**Objective:** Please pick out and copy every line of the material below that contains the word "bare".
--- START OF Available data ---
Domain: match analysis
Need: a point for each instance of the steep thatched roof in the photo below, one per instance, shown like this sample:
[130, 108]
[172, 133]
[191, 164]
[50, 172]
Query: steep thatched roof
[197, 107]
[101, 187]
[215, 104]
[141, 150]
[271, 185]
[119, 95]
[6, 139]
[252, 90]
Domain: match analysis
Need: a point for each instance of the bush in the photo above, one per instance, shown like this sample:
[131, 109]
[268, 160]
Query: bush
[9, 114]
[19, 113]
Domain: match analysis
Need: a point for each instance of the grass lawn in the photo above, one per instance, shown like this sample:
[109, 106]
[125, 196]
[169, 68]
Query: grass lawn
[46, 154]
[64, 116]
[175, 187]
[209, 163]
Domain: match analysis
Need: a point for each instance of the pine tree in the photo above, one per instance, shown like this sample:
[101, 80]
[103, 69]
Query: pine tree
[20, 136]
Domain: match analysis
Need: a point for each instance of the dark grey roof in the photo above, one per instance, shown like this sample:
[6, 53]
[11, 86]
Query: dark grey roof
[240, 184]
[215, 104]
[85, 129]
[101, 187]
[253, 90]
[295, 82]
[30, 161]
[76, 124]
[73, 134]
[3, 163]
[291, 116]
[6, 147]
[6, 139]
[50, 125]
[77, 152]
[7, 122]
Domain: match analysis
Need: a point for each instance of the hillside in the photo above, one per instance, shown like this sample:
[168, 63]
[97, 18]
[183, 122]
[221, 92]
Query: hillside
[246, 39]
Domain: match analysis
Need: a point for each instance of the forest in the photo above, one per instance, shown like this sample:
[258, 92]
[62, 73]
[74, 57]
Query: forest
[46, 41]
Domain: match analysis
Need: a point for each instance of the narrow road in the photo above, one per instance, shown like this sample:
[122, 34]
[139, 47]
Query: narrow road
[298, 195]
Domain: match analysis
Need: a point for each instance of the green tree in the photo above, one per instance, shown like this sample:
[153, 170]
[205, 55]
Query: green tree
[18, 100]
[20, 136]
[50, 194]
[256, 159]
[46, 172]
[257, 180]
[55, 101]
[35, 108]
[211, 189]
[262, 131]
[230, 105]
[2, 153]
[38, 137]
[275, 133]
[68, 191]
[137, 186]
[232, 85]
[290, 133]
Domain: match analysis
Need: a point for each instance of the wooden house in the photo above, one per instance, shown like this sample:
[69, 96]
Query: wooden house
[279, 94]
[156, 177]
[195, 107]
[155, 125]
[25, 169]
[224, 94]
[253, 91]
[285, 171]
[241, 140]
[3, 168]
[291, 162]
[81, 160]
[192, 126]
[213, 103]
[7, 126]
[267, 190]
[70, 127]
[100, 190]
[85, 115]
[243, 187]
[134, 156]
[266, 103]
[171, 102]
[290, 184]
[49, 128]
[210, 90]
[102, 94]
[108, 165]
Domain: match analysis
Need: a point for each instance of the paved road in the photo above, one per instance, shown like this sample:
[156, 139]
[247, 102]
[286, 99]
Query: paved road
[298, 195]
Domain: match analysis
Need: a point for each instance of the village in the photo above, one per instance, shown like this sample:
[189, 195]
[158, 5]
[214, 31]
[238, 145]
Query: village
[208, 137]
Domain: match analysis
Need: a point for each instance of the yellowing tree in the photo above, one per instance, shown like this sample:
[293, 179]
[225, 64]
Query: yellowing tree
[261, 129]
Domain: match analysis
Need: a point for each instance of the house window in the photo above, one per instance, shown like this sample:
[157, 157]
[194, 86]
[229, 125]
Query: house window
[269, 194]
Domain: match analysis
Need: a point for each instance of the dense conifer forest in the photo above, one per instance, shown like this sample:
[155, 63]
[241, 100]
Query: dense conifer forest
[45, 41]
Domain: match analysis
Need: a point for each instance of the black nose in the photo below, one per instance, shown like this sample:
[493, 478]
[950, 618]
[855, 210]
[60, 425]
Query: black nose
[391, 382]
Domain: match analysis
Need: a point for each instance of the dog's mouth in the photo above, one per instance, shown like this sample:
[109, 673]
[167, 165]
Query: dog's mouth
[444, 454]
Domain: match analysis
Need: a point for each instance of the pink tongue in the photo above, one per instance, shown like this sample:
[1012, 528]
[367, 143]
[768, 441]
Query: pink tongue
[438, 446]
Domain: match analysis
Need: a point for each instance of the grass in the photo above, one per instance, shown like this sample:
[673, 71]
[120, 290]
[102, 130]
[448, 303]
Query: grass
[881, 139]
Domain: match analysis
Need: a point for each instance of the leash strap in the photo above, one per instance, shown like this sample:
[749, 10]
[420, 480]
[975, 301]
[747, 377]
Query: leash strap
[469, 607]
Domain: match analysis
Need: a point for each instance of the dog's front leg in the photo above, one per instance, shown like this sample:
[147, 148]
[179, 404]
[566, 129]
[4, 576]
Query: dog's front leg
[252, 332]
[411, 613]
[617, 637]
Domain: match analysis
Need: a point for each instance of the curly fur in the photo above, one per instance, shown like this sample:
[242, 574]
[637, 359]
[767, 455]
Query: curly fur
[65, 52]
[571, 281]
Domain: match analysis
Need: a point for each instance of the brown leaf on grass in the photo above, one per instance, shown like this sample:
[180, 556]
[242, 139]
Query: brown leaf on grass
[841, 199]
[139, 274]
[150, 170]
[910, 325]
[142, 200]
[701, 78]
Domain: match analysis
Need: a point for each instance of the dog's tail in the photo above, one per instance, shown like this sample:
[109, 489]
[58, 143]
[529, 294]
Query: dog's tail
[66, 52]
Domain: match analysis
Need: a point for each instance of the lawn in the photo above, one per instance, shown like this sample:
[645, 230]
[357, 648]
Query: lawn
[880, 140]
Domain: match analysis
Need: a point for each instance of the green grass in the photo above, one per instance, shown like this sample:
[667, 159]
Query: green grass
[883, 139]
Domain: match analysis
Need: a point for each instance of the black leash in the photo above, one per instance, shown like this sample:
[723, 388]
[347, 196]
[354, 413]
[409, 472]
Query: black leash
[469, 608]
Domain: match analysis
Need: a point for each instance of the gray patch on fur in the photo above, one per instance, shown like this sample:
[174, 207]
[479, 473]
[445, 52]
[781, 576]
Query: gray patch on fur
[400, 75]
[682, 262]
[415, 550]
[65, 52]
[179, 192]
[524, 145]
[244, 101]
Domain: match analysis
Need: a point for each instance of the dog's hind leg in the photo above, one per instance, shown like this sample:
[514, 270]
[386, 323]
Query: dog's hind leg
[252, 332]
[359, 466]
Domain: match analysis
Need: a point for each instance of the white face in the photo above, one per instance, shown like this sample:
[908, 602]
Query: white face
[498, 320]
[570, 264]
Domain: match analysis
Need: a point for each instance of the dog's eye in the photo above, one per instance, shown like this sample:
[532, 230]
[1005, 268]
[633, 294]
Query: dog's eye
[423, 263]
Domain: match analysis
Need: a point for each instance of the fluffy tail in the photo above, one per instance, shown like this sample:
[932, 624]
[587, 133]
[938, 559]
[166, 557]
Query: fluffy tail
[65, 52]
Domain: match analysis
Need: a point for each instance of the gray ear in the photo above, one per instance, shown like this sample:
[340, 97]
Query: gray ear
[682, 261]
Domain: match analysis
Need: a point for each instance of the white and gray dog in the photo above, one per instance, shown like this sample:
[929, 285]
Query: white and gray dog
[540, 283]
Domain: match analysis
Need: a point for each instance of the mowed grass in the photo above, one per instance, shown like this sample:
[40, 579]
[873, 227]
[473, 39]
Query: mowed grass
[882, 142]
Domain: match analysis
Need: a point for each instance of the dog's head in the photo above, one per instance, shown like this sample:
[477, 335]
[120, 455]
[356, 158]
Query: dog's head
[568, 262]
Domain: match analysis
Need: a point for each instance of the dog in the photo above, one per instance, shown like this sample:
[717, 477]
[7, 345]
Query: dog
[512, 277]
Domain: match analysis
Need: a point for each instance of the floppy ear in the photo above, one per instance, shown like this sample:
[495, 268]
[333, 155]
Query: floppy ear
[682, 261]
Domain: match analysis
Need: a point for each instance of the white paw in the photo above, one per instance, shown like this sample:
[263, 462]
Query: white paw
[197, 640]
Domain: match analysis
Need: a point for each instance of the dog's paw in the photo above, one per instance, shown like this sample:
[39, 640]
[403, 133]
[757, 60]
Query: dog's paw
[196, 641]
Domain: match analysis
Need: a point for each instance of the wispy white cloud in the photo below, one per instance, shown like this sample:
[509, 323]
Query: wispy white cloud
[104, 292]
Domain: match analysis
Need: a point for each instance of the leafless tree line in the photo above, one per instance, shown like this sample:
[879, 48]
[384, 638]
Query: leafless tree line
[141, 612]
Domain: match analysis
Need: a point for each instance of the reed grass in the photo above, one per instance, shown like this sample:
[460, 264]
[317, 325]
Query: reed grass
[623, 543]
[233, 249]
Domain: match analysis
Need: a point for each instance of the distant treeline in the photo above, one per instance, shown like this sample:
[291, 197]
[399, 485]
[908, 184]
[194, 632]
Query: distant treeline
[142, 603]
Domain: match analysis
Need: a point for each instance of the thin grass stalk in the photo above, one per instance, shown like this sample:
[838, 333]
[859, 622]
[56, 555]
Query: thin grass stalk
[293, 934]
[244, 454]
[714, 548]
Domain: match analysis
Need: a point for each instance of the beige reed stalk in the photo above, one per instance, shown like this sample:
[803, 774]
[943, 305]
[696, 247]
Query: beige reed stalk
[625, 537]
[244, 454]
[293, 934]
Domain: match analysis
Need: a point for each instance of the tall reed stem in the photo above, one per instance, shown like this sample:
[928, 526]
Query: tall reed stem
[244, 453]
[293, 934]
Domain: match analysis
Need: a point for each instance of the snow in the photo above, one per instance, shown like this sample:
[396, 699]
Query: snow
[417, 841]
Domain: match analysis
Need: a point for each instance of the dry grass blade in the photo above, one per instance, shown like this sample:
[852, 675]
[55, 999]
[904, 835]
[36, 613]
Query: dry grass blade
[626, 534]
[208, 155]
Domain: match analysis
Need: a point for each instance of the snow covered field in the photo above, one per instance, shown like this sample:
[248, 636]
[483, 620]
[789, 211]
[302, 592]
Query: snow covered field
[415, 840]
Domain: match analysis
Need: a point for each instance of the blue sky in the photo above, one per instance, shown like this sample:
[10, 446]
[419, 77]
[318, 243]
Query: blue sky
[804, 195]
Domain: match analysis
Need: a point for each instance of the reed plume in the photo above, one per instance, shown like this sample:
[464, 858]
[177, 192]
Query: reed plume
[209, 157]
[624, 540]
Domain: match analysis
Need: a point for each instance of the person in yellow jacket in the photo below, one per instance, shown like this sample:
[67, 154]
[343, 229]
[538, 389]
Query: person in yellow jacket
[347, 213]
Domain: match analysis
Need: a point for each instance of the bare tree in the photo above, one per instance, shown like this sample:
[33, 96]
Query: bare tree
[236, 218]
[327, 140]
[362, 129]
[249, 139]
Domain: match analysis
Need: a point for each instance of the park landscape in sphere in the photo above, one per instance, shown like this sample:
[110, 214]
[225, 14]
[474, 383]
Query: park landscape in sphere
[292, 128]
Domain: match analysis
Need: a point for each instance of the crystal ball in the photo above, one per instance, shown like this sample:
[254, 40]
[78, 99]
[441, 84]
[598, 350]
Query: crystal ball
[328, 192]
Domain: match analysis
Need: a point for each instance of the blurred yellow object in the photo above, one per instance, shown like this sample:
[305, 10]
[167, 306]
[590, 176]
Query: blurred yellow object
--- END OF Available data ---
**Correct answer:**
Need: a point for each instance of the bare tree in the photo above, one per instance, shown like this sample:
Query: bare tree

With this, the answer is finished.